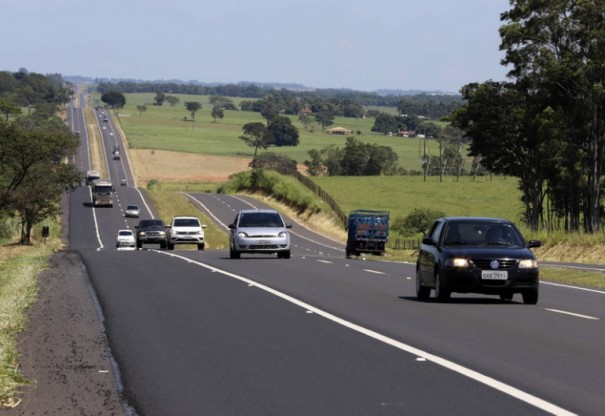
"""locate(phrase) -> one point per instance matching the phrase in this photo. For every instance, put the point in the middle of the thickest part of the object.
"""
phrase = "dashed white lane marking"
(577, 315)
(420, 354)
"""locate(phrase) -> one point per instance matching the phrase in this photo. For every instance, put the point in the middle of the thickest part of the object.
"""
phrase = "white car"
(132, 211)
(186, 230)
(125, 239)
(259, 231)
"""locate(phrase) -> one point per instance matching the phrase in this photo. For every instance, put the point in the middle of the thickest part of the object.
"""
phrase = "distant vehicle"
(92, 175)
(367, 232)
(186, 230)
(259, 231)
(102, 193)
(132, 211)
(151, 231)
(125, 239)
(477, 255)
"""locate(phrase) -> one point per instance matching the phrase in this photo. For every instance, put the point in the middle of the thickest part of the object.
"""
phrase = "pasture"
(172, 128)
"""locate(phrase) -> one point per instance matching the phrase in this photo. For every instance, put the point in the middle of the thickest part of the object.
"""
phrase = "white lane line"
(450, 365)
(577, 315)
(373, 271)
(584, 289)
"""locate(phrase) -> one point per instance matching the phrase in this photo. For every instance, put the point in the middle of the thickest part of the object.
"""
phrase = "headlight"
(528, 264)
(456, 262)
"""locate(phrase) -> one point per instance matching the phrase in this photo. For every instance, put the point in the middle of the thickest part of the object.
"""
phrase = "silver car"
(259, 231)
(132, 211)
(125, 239)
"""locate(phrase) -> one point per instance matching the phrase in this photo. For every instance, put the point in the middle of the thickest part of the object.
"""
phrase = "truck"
(102, 193)
(367, 232)
(186, 230)
(92, 175)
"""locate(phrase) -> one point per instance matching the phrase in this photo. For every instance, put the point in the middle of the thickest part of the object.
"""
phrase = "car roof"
(250, 211)
(475, 219)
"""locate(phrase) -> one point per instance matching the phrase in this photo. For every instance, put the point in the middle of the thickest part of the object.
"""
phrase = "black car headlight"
(528, 264)
(456, 262)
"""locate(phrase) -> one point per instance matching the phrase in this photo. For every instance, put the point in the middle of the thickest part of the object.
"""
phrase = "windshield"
(482, 233)
(186, 222)
(261, 219)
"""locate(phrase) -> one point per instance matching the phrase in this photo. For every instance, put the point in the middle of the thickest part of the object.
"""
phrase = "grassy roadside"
(19, 270)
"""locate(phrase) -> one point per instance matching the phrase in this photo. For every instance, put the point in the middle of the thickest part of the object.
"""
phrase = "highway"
(194, 332)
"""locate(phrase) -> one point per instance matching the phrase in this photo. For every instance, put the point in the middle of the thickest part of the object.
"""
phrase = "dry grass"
(167, 166)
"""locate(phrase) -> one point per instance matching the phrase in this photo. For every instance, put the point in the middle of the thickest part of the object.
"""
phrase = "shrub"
(417, 222)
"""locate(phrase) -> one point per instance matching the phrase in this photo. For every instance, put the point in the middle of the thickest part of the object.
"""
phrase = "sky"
(427, 45)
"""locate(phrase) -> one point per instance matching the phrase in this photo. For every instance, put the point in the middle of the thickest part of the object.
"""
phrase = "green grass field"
(164, 127)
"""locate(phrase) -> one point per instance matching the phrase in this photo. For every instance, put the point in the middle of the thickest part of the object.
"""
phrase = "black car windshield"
(482, 233)
(260, 219)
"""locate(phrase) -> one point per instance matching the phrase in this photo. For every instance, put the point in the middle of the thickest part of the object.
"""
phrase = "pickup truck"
(186, 230)
(367, 232)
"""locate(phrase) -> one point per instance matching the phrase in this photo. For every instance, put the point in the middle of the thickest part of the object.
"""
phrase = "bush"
(417, 222)
(283, 188)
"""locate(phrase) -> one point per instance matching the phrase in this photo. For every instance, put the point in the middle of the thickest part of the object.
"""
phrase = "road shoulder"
(64, 351)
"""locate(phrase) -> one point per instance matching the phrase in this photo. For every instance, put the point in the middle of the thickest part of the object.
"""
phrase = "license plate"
(494, 275)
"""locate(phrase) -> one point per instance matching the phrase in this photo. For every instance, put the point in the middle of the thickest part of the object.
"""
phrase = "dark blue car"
(477, 255)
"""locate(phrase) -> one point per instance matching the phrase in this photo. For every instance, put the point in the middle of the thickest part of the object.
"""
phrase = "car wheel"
(441, 293)
(422, 292)
(530, 297)
(506, 296)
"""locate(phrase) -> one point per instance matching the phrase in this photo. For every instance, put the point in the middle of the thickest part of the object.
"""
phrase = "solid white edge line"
(577, 315)
(474, 375)
(542, 282)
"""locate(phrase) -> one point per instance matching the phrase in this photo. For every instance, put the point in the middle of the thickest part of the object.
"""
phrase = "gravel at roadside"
(64, 350)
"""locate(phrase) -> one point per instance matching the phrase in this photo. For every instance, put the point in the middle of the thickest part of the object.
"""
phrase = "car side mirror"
(428, 241)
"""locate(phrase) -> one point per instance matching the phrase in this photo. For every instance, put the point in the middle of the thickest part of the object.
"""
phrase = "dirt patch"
(64, 351)
(169, 166)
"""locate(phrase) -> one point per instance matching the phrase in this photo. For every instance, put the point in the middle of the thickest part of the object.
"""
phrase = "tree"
(172, 100)
(217, 112)
(114, 99)
(41, 191)
(324, 119)
(193, 107)
(8, 108)
(283, 132)
(256, 135)
(554, 132)
(159, 98)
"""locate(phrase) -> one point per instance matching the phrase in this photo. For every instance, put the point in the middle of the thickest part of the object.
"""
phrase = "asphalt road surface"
(199, 333)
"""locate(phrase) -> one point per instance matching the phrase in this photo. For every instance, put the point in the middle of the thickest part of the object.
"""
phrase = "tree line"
(546, 126)
(34, 146)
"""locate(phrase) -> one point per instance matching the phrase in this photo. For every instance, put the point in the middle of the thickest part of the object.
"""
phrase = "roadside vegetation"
(20, 267)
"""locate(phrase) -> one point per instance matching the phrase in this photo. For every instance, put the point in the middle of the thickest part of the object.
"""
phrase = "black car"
(152, 231)
(476, 255)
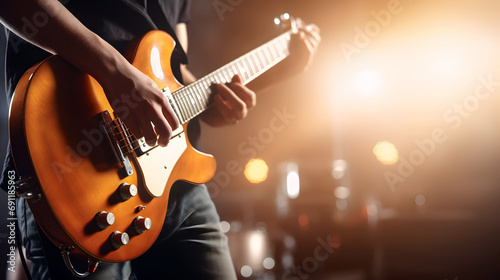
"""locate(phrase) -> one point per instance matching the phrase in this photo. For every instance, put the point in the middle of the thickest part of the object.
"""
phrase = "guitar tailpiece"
(92, 264)
(28, 189)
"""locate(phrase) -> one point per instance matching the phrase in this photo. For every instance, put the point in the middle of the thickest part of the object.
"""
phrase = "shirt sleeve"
(184, 12)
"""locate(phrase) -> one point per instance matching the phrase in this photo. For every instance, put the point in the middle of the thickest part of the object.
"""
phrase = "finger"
(239, 109)
(244, 93)
(224, 109)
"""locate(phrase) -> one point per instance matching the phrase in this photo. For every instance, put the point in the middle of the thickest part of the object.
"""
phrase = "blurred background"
(380, 162)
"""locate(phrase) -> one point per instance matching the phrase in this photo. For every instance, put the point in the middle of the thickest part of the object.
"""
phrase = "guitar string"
(257, 61)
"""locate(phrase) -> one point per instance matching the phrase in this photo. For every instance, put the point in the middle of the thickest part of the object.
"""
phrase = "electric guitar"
(95, 190)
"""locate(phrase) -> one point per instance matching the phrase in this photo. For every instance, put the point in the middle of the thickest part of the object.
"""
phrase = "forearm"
(59, 32)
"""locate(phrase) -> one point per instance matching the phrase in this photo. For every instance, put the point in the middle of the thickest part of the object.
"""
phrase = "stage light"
(386, 153)
(342, 192)
(269, 263)
(420, 200)
(292, 180)
(367, 82)
(303, 220)
(256, 171)
(341, 204)
(246, 271)
(225, 226)
(339, 168)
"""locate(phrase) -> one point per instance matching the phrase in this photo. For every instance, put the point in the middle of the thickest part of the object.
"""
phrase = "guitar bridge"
(122, 142)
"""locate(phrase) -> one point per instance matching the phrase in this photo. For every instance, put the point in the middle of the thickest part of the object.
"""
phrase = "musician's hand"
(141, 105)
(231, 103)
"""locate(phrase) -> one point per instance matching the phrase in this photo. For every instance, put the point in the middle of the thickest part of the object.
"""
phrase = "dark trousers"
(190, 246)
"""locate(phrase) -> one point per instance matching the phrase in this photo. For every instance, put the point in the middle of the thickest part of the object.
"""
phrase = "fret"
(229, 72)
(186, 105)
(235, 70)
(225, 74)
(251, 67)
(179, 106)
(192, 100)
(267, 54)
(217, 78)
(206, 86)
(258, 63)
(261, 58)
(274, 49)
(195, 98)
(192, 110)
(199, 95)
(242, 69)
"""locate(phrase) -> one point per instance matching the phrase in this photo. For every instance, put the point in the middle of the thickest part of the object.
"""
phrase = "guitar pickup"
(120, 140)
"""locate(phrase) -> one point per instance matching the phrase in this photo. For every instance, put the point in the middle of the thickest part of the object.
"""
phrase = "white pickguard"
(158, 162)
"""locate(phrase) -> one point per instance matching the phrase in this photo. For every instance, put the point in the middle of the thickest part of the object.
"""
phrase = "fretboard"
(195, 98)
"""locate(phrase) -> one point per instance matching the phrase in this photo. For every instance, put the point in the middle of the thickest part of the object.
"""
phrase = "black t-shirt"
(116, 21)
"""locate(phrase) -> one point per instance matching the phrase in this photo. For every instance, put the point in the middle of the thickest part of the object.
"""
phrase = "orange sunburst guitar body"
(93, 188)
(55, 120)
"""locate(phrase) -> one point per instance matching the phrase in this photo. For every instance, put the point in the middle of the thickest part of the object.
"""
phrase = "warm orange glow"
(256, 170)
(303, 220)
(386, 153)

-.-.-

What is asked:
Gather every line of the entries above that contains the word "black", copying each line in full.

Answer to the exercise:
phrase = "black car headlight"
phrase = "black car windshield"
phrase = "black car"
phrase = "black t-shirt"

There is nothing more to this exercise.